(Part of a data file)
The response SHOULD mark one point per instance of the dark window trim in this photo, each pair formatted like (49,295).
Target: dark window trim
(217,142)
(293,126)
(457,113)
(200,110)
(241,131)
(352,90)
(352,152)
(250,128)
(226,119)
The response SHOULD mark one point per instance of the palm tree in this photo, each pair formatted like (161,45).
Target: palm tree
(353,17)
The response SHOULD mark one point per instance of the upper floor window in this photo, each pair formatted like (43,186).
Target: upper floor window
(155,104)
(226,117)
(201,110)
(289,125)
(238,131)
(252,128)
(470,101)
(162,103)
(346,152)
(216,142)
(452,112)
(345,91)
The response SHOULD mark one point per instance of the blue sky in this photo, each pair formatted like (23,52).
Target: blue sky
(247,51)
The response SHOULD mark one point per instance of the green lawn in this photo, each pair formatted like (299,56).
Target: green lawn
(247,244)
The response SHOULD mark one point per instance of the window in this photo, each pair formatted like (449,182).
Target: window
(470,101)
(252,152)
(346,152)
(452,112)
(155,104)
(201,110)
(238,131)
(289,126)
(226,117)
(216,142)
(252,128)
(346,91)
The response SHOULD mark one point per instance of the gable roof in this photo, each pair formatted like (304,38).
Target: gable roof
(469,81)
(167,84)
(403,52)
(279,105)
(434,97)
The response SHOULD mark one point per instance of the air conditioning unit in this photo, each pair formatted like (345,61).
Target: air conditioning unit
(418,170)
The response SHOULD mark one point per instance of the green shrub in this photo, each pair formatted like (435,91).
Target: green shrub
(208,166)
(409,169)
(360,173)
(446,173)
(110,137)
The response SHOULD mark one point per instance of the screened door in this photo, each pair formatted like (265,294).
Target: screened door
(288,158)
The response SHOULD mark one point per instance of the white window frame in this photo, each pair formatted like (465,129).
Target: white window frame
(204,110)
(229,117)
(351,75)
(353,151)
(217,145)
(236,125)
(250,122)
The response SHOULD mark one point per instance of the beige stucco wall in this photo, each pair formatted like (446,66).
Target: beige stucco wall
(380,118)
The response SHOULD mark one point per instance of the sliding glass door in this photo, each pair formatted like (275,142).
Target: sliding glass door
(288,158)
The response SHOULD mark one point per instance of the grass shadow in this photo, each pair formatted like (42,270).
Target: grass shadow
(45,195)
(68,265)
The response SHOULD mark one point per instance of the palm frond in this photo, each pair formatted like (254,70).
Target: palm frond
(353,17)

◆ Stated exercise
Print everything from the line containing "The response SHOULD mark one point per instance of the screened" down to the end of the entries, unchanged.

◆ The completed task
The response SHOULD mark one point per instance of the screened door in this photo, each pair formatted like (265,294).
Target: screened door
(288,158)
The response SHOULD mark one point per instance of the white window frame in this photo, each pair formatted like (465,129).
Target: white window frame
(204,110)
(229,117)
(351,75)
(353,151)
(217,145)
(236,125)
(250,122)
The response SHOULD mark one point per instance of the beige stucco wall in this photo, each pair formatted like (446,66).
Target: beige stucco wall
(380,118)
The response SHOULD mark one point per instance of the sliding glass door in this photo, each pair formatted like (275,142).
Target: sliding glass door
(288,158)
The response SHOULD mark one point per instance of the grass shadow in this photo, each pair formatted like (42,270).
Target: grass shadow
(45,195)
(68,265)
The response SHOULD mark one point per instance of the palm frond in this photo, each pair formatted like (254,70).
Target: palm frond
(353,17)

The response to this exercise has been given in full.